● TASK OBJECTIVE: Print out the material that follows word for word.
#### RAW RECORDS
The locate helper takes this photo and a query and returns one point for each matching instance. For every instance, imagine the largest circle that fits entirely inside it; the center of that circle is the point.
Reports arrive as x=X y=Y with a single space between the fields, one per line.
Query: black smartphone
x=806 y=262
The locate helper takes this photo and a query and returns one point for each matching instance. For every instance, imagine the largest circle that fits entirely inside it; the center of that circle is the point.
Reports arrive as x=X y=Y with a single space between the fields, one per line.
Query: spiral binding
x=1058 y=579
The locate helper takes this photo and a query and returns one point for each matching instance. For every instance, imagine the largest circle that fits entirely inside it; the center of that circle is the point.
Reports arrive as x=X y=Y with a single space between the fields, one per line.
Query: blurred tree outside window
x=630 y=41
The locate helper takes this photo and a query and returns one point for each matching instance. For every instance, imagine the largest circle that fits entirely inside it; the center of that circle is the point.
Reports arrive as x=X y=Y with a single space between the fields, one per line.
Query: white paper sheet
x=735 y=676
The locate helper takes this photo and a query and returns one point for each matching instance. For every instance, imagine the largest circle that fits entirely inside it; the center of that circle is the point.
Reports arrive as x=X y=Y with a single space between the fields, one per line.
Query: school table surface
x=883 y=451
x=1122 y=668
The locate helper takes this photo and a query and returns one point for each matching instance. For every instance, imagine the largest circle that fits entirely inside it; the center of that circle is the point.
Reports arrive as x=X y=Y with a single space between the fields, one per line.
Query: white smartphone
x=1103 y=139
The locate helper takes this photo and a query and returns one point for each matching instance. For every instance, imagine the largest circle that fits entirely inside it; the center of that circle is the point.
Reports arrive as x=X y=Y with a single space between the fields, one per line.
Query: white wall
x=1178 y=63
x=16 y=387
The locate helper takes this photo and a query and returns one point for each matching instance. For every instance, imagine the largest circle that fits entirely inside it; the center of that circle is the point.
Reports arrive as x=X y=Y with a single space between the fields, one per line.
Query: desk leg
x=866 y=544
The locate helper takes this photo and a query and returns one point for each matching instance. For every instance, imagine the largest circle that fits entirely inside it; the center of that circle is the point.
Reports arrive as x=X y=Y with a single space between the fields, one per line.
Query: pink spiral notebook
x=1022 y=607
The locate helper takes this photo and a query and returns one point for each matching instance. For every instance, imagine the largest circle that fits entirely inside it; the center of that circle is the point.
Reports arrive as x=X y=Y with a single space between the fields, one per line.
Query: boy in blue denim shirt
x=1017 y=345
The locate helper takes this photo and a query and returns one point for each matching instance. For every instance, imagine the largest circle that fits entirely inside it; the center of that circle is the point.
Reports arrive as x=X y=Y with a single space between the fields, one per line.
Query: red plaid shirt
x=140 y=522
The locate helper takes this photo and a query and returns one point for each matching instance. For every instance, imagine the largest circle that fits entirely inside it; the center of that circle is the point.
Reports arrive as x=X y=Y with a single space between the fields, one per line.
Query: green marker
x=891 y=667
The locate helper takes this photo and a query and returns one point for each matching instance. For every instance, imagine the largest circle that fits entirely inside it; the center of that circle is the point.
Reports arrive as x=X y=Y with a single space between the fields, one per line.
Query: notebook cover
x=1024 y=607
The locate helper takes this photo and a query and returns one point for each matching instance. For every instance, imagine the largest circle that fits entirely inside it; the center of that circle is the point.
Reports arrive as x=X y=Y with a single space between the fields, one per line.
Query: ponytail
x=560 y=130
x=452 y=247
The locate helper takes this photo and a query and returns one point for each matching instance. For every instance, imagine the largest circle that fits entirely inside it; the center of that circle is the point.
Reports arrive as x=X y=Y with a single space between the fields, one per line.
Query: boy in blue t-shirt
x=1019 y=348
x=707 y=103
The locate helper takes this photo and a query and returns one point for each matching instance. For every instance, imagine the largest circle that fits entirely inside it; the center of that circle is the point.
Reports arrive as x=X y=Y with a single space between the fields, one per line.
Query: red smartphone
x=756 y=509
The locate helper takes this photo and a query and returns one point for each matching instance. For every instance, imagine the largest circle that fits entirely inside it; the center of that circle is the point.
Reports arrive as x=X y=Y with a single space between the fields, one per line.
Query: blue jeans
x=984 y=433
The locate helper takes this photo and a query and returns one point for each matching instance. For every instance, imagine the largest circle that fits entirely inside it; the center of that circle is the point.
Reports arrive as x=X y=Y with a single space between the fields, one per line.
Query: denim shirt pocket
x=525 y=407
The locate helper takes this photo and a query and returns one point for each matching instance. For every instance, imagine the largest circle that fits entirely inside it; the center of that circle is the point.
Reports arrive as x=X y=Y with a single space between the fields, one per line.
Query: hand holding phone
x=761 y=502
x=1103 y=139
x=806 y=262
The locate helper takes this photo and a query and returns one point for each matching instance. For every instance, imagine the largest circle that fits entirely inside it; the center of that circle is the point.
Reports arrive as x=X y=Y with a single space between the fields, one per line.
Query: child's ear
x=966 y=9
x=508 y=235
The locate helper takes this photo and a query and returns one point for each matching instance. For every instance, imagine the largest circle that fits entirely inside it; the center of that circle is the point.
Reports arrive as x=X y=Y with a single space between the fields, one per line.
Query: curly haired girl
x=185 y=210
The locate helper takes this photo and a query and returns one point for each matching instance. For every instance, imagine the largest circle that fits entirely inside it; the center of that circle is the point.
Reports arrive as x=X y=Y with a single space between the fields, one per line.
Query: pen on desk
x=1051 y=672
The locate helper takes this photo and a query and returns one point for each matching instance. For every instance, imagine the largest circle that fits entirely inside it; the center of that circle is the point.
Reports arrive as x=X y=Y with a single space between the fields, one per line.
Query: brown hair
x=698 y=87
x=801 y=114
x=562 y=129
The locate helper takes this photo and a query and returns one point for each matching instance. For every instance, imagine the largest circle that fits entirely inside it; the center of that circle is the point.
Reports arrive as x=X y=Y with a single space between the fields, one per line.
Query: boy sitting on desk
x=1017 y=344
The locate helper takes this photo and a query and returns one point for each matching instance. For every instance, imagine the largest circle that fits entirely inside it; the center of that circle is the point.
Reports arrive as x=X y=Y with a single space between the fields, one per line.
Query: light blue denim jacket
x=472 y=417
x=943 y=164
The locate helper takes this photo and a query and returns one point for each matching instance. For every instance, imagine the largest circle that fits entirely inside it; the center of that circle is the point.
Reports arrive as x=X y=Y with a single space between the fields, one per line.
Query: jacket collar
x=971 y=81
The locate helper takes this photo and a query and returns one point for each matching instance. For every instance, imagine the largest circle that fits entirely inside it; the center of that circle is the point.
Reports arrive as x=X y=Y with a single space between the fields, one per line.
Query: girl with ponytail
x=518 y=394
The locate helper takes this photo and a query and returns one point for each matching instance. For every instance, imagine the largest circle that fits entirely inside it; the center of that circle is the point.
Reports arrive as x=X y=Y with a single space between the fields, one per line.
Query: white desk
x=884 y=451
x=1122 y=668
########
● TASK RESPONSE:
The locate helper takes this photo and a query and returns one point for each matching instance. For every instance, imagine the largest circle that fits entirely inside it; the center of that circle is the point.
Reports arrive as x=X y=Y with a single space between the fields, one per line.
Query: black smartphone
x=806 y=262
The locate helper takes this photo and a query and returns one point for each matching instance. For every instance, imagine the largest circle that fits entirely inside it; the center of that circle is the point.
Reports arrive as x=X y=Y with a single space between the fields, one per line.
Query: spiral binding
x=1058 y=579
The locate helper takes this photo and a query and returns one point for each matching instance. For every instance, imagine the largest circle that fits entirely inside it; the center of that circle is the point.
Reports arrive as x=X y=Y with a single space between the fields, one per line.
Query: blurred tree outside window
x=630 y=41
The locate helper takes this photo and a query and returns one point for each matching instance. For every instance, imagine the largest circle that fits entirely inside it; the center of that circle is the point.
Reports arrive as x=X y=Y with a single space between the fields, one per line.
Query: white paper sheet
x=735 y=676
The locate helper takes this photo and a query and returns one point for each matching instance. For every instance, imagine the largest circle that fits entirely inside it; the center of that circle is the point.
Reports arrive as x=X y=Y with a single space between the fields, one per line.
Query: school table surface
x=883 y=451
x=1122 y=668
The locate helper takes this photo and a query and returns one point for each matching instance. For every instance, imagine the largest circle that fits entirely inside it; the center of that circle is the point.
Reports arrive as x=X y=Y with a single space between the fields, one per line.
Query: white smartphone
x=1103 y=139
The locate helper takes this photo and a query and returns one point for each matching instance. For every instance, imagine the largest circle that fits entirely inside it; the center of that circle is the point.
Reports arrive as x=X y=Y with a single space between the fields, one per line.
Query: white wall
x=1178 y=63
x=16 y=387
The locate helper takes this photo and a query and returns one point for each matching instance. For every instance, imagine the largest circle that fits entirely inside it; the center of that circle is the point.
Reports arrive as x=X y=Y with a single space between the fields, one per line.
Query: desk leg
x=866 y=544
The locate helper takes this photo and a query and returns one point for each matching instance. For every instance, imagine the largest circle that fits entirely inside it; the center of that circle is the point.
Reports arrive as x=X y=Y with a single space between the fields, one per line.
Query: pink spiral notebook
x=1022 y=607
The locate helper takes this photo and a query and returns one point for each matching instance. For every instance, imagine the largest circle that fits entirely inside it; the center of that circle is the point.
Reports arrive as x=X y=Y with a single space between the fields, one per line.
Query: boy in blue denim shirt
x=1017 y=345
The locate helper takes this photo and a query and returns one point for each matching instance. For every instance, imagine the largest circle that fits entirely inside it; the center of that circle is the point.
Reports arrive as x=X y=Y with a single space between the fields, one per line.
Query: red plaid shirt
x=140 y=522
The locate helper takes this photo and a query and returns one point for each matching instance. For every instance, imagine the largest circle that fits entirely inside it; the center of that circle is the point.
Reports arrive as x=X y=Y with a single space between the fields, one per line.
Query: green marker
x=891 y=667
The locate helper takes this photo and a query and returns one point for each matching instance. For every instance, imagine the largest circle that fits entirely inside it; the center of that circle is the point.
Reports arrive as x=X y=Y with a single space between the fields, one per line.
Query: notebook cover
x=1024 y=607
The locate helper takes this photo and a query and returns one point for each matching instance. For every instance, imagine the largest circle that fits entirely inside it; the center of that circle is the point.
Reports arrive as x=X y=Y with a single space between the fields, one per line.
Query: ponytail
x=560 y=130
x=452 y=247
The locate helper takes this photo and a query and returns one point for each matching instance. For every instance, imagine the largest circle that fits entirely inside it; the center of that circle is the point.
Reports arrive as x=X y=Y with a single space between the fields, one per line.
Query: boy in blue t-shirt
x=1019 y=348
x=707 y=103
The locate helper takes this photo and a query and returns one point for each matching instance. For every instance, imagine the largest circle that fits entirely inside it; the center of that circle is the point.
Reports arrive as x=X y=Y with a single space between the fields, one per line.
Query: red smartphone
x=756 y=509
The locate helper takes this photo and a query and returns one point for each matching instance. For every instance, imagine the largest circle that fits entirely inside it; the center of that circle is the point.
Reports arrive as x=X y=Y with a single space between the fields, one per line.
Query: blue jeans
x=984 y=433
The locate helper takes this photo and a query and returns one point for each matching instance. For every instance, imagine the largest circle that fits entirely inside it; the center of that circle is the point.
Reports arrive as x=X y=Y with a single space between the fields, one per line.
Query: denim shirt pocket
x=525 y=407
The locate helper takes this photo and a query and returns one point for each matching instance. For every instance, imagine the largest circle that fits entirely inside it; the center of that circle is the point.
Reports arrive as x=X y=Y with a single space between the fields, one per line.
Query: hand holding phone
x=761 y=502
x=1103 y=139
x=806 y=262
The locate helper takes this photo and a query and returns one point for each matching instance. For every instance, imagine the largest circle that fits entirely inside it; the center of that circle is the point.
Reports arrive as x=X y=Y with a single space between the fields, one per line.
Query: child's ear
x=966 y=9
x=508 y=235
The locate helper takes this photo and a query and returns one point for each matching instance. For every instance, imagine the largest circle that fits entirely inside it; the center of that circle is the point.
Reports arrive as x=X y=Y with a single space between the fields, one per line.
Query: curly haired girl
x=185 y=210
The locate helper takes this photo and a query and returns one point for each matching instance. For every instance, imagine the largest circle that fits entirely inside it; the center of that circle is the point.
Reports arrive as x=X y=Y with a single space between the fields, one per line.
Query: pen on desk
x=1051 y=672
The locate helper takes this photo and a query and returns one point for each matching instance. For every instance, imagine the largest circle that fits entirely inside it; the center of that circle is the point.
Reports arrive as x=X y=Y with a single space between the fields, one per line.
Query: brown hair
x=698 y=87
x=801 y=114
x=562 y=129
The locate helper takes this photo and a query and returns one point for each matching instance. For every instance, imagine the largest circle that fits entirely inside it; the center of that circle is the point.
Reports arrive as x=X y=Y with a single space between the fields, one per line.
Query: boy sitting on desk
x=1017 y=344
The locate helper takes this photo and a query and returns one point for each matching instance. For every instance, imagine the largest circle that fits entirely inside it; the center of that circle is the point.
Reports arrive as x=X y=Y with a single space between the fields, one per line.
Query: light blue denim jacket
x=472 y=417
x=943 y=164
The locate helper takes this photo and a query and returns one point for each matching instance. For every instance, imagine the largest circle that fits entirely inside it; the center of that circle is the point.
Reports arrive as x=X y=Y with a single space between the fields, one per line.
Query: jacket collar
x=971 y=81
The locate helper takes this photo and a query and returns one point for each matching instance. For every instance, imagine the largest circle that fits entirely inside it; the center of that circle is the point.
Reports arrive as x=X y=Y with a single space between the fields, one per line.
Query: girl with ponytail
x=518 y=394
The locate helper takes this photo and a query and returns one point for each matching instance. For every instance, imagine the largest circle that fits entirely inside it; the center of that circle is the point.
Reports arrive as x=X y=Y with a single space between the fields, one per line.
Query: white desk
x=884 y=451
x=1122 y=668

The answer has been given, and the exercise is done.